### Task prompt
In the part of the rows that opens with the line containing "Spot the white hair" and closes with the line containing "[[739, 282], [195, 320], [472, 274], [1033, 363]]", change "pin" to "marker" wherever it occurs. Reproduce only those lines, with nothing else altered.
========================================
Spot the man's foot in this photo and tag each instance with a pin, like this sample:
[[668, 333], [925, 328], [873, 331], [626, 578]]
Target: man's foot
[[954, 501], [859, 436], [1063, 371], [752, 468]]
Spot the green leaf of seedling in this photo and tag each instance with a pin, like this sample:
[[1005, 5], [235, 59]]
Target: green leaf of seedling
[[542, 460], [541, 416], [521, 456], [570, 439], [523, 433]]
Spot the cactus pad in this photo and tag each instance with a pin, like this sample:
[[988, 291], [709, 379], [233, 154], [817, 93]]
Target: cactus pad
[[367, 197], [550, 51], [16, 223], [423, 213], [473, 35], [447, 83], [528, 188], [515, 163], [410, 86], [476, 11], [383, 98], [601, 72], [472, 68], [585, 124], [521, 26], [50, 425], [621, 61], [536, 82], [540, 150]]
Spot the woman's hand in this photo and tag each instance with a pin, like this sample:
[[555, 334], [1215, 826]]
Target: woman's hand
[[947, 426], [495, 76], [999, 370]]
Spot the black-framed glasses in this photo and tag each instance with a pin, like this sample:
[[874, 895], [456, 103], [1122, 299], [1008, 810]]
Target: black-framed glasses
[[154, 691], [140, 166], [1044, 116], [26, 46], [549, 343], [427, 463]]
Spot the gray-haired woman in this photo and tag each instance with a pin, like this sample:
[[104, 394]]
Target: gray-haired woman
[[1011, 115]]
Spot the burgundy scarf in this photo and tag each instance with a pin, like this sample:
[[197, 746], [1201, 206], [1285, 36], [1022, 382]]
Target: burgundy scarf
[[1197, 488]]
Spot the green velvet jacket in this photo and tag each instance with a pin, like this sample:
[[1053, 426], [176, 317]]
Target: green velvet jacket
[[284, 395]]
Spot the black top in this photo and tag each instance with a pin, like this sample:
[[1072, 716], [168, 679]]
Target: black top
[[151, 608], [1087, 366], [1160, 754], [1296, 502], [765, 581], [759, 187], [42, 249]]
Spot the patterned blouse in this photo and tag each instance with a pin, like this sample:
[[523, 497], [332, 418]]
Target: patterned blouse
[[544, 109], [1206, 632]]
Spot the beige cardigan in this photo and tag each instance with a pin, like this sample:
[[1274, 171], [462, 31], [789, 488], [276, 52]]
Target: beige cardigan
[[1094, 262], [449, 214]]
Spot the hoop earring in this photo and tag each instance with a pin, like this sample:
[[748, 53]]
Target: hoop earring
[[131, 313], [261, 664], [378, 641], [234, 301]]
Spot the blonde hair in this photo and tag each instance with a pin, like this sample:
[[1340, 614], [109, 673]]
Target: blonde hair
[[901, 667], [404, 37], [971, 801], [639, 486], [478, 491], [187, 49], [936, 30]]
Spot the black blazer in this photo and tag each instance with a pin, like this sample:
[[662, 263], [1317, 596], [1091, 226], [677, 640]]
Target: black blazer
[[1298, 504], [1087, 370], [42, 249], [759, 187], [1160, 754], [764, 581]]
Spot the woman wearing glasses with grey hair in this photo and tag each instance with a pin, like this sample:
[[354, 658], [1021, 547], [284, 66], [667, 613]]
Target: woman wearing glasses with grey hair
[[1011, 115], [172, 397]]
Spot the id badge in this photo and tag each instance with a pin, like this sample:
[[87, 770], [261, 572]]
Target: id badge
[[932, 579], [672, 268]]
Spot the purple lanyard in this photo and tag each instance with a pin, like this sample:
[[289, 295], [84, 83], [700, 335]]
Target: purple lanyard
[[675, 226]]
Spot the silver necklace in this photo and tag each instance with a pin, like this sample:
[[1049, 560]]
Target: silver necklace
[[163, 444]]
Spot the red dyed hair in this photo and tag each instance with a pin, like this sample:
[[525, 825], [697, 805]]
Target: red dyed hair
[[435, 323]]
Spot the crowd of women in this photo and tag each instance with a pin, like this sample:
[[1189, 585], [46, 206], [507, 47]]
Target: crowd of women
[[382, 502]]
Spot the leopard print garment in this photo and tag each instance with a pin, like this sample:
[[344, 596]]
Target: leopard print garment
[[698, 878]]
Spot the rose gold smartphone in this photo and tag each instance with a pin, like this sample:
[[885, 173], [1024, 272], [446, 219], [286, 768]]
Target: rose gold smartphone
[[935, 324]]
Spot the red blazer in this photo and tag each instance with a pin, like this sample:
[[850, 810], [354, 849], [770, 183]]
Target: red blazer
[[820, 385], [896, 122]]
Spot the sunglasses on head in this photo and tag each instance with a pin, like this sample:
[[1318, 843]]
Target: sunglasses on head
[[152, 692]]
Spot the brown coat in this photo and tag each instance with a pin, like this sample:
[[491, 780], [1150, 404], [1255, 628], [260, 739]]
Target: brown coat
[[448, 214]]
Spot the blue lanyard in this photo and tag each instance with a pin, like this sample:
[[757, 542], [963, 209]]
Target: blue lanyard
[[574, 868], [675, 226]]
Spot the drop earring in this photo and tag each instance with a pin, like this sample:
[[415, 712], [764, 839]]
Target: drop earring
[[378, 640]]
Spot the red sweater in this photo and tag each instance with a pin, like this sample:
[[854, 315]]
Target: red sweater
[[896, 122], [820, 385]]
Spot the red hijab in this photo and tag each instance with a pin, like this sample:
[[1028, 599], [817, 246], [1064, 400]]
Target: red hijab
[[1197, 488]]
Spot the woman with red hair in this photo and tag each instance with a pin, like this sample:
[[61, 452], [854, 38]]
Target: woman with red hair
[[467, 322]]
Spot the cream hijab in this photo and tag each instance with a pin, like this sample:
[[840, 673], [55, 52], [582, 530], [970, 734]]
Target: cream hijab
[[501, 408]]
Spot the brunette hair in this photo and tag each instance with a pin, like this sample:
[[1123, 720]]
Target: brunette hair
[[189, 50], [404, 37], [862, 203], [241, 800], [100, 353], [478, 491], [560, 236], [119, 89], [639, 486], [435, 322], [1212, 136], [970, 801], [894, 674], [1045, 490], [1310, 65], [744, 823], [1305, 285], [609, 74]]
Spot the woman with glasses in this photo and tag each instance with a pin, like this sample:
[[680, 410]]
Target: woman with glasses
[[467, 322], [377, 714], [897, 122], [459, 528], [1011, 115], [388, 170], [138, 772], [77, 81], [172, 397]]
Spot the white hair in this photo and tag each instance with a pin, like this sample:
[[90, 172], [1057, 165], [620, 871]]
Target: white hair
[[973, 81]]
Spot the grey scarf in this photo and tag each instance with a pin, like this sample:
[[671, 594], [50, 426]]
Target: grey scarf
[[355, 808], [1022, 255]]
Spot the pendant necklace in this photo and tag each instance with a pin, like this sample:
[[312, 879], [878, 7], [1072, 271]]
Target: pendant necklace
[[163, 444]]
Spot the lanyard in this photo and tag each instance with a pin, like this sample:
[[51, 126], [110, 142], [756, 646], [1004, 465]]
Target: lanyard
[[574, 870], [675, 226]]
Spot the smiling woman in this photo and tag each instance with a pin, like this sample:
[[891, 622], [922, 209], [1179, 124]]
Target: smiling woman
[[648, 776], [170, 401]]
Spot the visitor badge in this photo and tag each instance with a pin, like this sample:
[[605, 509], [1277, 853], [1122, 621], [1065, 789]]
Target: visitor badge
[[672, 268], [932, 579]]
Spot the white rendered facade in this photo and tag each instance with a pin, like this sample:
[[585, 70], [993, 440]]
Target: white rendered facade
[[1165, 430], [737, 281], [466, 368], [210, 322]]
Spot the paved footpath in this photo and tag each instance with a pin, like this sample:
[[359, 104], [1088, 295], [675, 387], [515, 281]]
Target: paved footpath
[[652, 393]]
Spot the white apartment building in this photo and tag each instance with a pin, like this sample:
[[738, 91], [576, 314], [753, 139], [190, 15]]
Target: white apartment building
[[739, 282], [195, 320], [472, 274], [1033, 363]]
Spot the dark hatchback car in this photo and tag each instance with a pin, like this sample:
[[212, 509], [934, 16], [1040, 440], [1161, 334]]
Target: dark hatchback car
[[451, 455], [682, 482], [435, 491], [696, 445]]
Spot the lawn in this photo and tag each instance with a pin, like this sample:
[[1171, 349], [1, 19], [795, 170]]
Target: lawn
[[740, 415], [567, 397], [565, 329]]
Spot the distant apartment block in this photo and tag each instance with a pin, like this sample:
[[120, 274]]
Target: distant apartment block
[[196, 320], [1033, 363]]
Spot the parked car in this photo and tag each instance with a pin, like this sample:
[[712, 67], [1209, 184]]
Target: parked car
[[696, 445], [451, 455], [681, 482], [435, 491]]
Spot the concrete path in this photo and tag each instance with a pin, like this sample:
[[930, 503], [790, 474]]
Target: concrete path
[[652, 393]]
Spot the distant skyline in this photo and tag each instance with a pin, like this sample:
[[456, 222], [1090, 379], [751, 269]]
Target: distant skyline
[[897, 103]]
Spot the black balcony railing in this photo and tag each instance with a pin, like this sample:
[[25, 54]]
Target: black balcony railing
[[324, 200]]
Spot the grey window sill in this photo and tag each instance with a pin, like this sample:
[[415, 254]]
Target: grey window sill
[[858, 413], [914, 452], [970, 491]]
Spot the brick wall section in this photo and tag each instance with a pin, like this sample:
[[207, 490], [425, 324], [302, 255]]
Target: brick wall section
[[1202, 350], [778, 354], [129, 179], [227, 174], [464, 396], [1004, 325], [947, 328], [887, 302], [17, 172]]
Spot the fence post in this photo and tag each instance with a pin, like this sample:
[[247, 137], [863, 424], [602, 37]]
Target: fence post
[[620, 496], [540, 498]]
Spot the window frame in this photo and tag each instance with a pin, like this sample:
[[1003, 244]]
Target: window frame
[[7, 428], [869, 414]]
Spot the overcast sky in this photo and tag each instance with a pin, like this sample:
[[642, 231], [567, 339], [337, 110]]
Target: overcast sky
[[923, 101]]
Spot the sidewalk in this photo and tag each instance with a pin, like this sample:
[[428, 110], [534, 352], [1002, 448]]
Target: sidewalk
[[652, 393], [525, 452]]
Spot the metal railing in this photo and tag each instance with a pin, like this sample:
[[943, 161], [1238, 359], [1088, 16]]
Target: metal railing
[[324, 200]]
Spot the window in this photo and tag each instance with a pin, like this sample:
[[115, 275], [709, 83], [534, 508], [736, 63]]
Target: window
========================================
### Output for this task
Spot the white hair in this photo and tag each instance with a marker, like this sample:
[[90, 172], [1057, 165], [620, 871]]
Target: white hair
[[973, 81]]
Spot the grey scarf in this photo and tag each instance with a marker, like this sample:
[[671, 594], [50, 426]]
Target: grey scarf
[[355, 808], [1022, 255]]
Spot the pendant necklace in this photo and tag each instance with a marker, like this sample:
[[312, 879], [878, 7], [1072, 271]]
Target: pendant necklace
[[163, 444]]
Spot the lanyard in this photo and tag each instance with a marker, like this sample:
[[51, 126], [110, 142], [756, 646], [1004, 465]]
Target: lanyard
[[574, 870], [675, 226]]
Spot the smiling woman in this photo and tag each instance with a marker, like this sample:
[[891, 622], [922, 209], [1179, 124]]
Target: smiling woman
[[648, 776], [170, 401]]
Spot the visitor badge in this photo and tag each instance with a marker, like this sample:
[[605, 509], [1277, 853], [1122, 621], [1065, 789]]
Target: visitor badge
[[672, 268], [932, 579]]
Spot the white rendered facade in this photo and tag each instance with a marker, like this sample:
[[585, 70], [993, 440]]
Target: white rendered facade
[[1165, 430], [737, 281], [466, 368], [210, 322]]
Spot the paved footpath in this photo and tag each instance with a marker, like this sample:
[[359, 104], [1088, 295], [675, 387], [515, 281]]
Target: paved footpath
[[652, 393]]
Spot the white apartment building in this photo and tag each instance with a marker, like this sample:
[[738, 91], [576, 314], [753, 139], [190, 15]]
Target: white apartment building
[[739, 282], [195, 320], [472, 274], [1033, 363]]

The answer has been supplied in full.